_Reading passage_.
Merry Christmas and a happy new year to all of you!
I would like to show you my transpiler. It’s under active development but already quite capable.
https://github.com/kobi2187/transpiler
Like a good israeli, I will start from the end ;-)
So the ideal product is to have a library from some input language ported automatically to Nim.
This transpiler will support only static typed languages that are high level, and fairly close to Nim.
I have XLang – it is an intermediate representation (IR) that is basically a tree of nodes, (written in Nim), it’s a large object variant. It is aimed to be a superset or a union of all the features and constructs of input languages.
So I separate it to a few phases:
It starts with a parser in the input language, that knows all the details of the AST, creates a json that maps to the xlang constructs.
Currently the only mature and tested input language parser is C# with some draft ones in the barrel.
The middle is more complicated.

_Recorded data_.
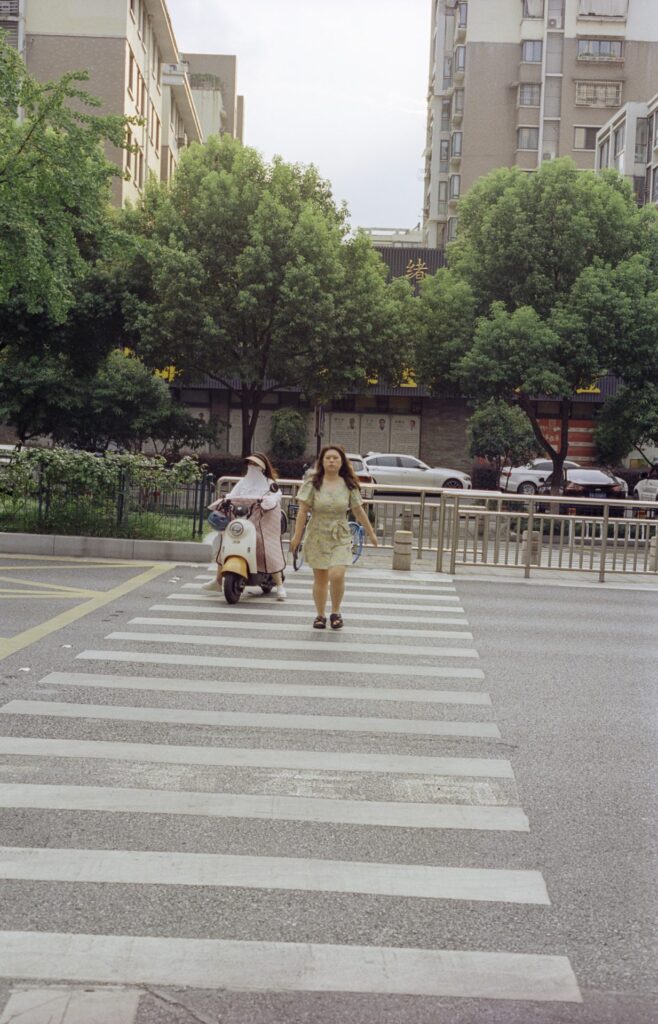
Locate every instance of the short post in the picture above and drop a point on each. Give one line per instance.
(402, 550)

_Goal of the exercise_.
Please reproduce the forum post about the transpiler above word for word, from the opening greeting to the last line.

_Complete response_.
Merry Christmas and a happy new year to all of you!
I would like to show you my transpiler. It’s under active development but already quite capable.
https://github.com/kobi2187/transpiler
Like a good israeli, I will start from the end ;-)
So the ideal product is to have a library from some input language ported automatically to Nim.
This transpiler will support only static typed languages that are high level, and fairly close to Nim.
I have XLang – it is an intermediate representation (IR) that is basically a tree of nodes, (written in Nim), it’s a large object variant. It is aimed to be a superset or a union of all the features and constructs of input languages.
So I separate it to a few phases:
It starts with a parser in the input language, that knows all the details of the AST, creates a json that maps to the xlang constructs.
Currently the only mature and tested input language parser is C# with some draft ones in the barrel.
The middle is more complicated.